====== Dataset entries

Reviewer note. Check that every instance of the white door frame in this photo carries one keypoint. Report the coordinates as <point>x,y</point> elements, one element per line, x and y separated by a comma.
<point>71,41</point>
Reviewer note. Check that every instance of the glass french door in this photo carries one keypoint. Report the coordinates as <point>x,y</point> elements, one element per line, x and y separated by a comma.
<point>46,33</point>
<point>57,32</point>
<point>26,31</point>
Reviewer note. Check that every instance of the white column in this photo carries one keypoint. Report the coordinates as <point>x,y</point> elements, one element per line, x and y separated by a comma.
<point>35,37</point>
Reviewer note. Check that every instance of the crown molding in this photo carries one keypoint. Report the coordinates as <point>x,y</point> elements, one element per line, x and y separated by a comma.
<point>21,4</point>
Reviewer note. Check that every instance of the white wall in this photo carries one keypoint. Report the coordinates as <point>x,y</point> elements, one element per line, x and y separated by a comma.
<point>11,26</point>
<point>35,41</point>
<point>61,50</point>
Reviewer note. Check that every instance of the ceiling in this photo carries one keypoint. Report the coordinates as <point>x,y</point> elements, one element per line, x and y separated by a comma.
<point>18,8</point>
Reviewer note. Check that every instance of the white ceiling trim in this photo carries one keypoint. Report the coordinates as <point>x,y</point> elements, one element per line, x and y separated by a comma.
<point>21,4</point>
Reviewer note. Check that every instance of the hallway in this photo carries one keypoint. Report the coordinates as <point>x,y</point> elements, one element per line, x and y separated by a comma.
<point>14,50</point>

============
====== Dataset entries

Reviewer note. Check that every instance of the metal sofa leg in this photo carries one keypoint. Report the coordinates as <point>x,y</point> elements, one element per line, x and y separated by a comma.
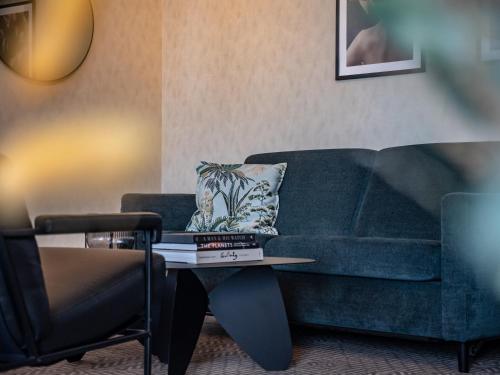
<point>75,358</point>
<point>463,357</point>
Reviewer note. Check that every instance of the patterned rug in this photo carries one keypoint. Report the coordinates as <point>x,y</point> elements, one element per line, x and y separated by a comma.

============

**What to produce:** Using the entries above, extract exactly the lines from the one that contains "Reviewer note. Check that every instance of the metal" through the one that contains "Reviewer note. Check that every instance of the patterned". Do not carry over any pictures.

**Solution to the problem:**
Reviewer note. Check that every instance of the metal sofa leg in this photo carries one keypoint. Report the coordinates as <point>x,y</point> elements, one element per line, x and y separated by a comma.
<point>75,358</point>
<point>463,357</point>
Reviewer note. Check that every instance of the patterned rug in this photo carries one keypoint. Report the coordinates as <point>x,y</point> elements, one element per line, x and y separated by a comma.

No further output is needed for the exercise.